Find each line of the records below that contains the string "with" and copy those lines out. Case counts.

[start]

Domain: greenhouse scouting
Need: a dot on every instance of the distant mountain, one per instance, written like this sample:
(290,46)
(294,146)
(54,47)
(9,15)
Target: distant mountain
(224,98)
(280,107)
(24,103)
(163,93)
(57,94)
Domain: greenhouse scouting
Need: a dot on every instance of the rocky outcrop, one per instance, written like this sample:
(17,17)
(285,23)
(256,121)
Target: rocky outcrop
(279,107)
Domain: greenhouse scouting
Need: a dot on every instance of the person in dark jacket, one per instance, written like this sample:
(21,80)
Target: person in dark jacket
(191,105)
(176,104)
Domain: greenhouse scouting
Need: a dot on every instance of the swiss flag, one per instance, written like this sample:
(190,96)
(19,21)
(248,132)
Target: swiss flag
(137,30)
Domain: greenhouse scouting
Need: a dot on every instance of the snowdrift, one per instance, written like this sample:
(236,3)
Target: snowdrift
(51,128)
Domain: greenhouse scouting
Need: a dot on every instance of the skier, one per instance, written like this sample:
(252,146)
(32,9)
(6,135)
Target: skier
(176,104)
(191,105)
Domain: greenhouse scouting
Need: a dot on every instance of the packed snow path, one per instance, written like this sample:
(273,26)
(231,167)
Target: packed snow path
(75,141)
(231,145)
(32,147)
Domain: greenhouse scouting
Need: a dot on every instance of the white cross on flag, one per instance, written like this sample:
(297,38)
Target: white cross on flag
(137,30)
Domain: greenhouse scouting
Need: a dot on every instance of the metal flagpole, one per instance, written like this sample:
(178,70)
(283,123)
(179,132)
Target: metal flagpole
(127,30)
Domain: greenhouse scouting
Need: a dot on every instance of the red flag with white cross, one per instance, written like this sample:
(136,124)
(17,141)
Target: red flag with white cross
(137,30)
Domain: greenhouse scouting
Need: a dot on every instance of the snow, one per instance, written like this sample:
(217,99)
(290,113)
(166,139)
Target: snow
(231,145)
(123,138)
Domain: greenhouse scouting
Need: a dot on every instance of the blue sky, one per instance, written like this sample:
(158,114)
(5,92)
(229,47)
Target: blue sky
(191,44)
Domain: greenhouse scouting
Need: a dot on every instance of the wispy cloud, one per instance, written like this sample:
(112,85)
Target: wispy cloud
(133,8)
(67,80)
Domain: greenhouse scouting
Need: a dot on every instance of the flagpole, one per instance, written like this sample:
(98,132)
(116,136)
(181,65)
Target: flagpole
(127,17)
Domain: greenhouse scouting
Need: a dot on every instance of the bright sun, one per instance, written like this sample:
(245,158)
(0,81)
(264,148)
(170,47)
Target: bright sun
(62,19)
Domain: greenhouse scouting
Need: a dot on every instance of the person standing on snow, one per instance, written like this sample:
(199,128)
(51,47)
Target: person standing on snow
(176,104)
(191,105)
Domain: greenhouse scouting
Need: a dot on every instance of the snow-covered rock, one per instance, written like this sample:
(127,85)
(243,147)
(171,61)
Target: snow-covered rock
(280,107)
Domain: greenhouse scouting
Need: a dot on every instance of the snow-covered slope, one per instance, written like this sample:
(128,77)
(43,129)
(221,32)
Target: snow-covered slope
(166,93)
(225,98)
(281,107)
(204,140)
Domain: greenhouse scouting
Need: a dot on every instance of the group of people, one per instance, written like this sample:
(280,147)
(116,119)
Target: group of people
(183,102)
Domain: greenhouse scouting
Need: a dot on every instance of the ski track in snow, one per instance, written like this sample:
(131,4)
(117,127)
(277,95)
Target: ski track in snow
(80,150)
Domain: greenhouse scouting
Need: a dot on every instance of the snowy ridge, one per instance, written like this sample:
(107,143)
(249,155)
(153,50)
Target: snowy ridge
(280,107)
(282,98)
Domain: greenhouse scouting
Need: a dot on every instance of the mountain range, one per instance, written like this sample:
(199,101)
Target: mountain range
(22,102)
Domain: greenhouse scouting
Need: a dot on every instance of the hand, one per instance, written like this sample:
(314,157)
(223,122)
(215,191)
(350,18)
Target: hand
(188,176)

[end]

__WRITTEN ANSWER__.
Need: a dot on every instance of the red flag with white cross, one per instance, written like this sample:
Target: red flag with white cross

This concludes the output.